● **Task**:
List every line of the records below that contains the word "mirror", each line copied unchanged.

● **Supplied entries**:

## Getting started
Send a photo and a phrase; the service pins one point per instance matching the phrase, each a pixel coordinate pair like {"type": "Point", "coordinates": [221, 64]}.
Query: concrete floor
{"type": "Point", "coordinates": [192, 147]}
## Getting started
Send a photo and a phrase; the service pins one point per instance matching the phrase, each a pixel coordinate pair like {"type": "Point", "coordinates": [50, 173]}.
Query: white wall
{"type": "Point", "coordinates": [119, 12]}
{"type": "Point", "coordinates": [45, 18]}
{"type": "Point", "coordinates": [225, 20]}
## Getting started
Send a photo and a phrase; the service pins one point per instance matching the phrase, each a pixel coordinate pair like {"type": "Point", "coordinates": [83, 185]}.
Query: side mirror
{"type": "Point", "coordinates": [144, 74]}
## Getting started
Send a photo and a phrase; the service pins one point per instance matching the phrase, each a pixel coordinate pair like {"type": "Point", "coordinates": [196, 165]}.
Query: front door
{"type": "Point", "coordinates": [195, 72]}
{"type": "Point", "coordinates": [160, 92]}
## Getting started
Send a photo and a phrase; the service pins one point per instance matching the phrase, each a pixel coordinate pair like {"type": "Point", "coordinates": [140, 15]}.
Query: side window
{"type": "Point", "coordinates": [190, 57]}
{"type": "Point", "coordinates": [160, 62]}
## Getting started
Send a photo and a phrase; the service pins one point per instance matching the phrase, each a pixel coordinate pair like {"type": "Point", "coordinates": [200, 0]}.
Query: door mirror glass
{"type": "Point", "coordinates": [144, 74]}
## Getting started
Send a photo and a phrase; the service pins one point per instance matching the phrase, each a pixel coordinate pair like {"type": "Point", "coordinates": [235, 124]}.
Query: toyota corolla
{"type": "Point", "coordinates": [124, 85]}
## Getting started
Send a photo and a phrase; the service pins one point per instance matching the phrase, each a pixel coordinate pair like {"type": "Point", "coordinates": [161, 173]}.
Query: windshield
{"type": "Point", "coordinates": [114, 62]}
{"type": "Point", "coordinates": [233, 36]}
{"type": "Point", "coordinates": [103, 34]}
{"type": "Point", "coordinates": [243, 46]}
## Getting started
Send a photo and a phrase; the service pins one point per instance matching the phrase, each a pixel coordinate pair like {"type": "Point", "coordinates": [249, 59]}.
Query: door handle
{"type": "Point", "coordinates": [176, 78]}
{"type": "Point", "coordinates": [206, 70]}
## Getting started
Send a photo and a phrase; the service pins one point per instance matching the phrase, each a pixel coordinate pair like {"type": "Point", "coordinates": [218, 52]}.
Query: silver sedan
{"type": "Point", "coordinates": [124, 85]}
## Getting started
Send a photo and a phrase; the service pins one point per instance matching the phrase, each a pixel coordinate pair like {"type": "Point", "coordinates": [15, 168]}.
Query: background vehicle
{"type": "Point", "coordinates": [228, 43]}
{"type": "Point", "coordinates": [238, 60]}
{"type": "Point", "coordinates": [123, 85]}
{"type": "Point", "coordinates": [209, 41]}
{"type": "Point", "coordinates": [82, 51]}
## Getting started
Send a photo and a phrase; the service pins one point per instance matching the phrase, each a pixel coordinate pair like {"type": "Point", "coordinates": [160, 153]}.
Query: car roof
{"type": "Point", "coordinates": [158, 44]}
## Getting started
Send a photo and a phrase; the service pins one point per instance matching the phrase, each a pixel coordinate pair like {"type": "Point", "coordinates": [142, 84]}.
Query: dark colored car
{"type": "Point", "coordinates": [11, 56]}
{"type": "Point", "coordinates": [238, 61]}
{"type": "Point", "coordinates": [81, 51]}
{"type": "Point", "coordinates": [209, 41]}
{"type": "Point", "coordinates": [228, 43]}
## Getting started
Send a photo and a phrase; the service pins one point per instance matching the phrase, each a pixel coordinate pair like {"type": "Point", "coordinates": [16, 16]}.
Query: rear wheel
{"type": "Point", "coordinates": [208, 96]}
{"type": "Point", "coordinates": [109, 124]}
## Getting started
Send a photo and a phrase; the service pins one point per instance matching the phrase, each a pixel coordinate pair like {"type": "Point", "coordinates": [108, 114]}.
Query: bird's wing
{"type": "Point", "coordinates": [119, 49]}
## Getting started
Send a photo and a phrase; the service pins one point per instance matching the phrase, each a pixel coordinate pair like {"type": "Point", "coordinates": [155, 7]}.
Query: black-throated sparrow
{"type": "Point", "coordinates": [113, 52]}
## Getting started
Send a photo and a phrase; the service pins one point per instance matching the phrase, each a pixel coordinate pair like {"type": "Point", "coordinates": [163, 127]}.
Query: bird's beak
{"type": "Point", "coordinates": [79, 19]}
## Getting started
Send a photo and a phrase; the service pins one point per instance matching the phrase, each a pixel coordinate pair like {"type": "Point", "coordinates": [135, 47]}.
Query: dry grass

● **Output of the exercise**:
Query: side mirror
Query: door mirror glass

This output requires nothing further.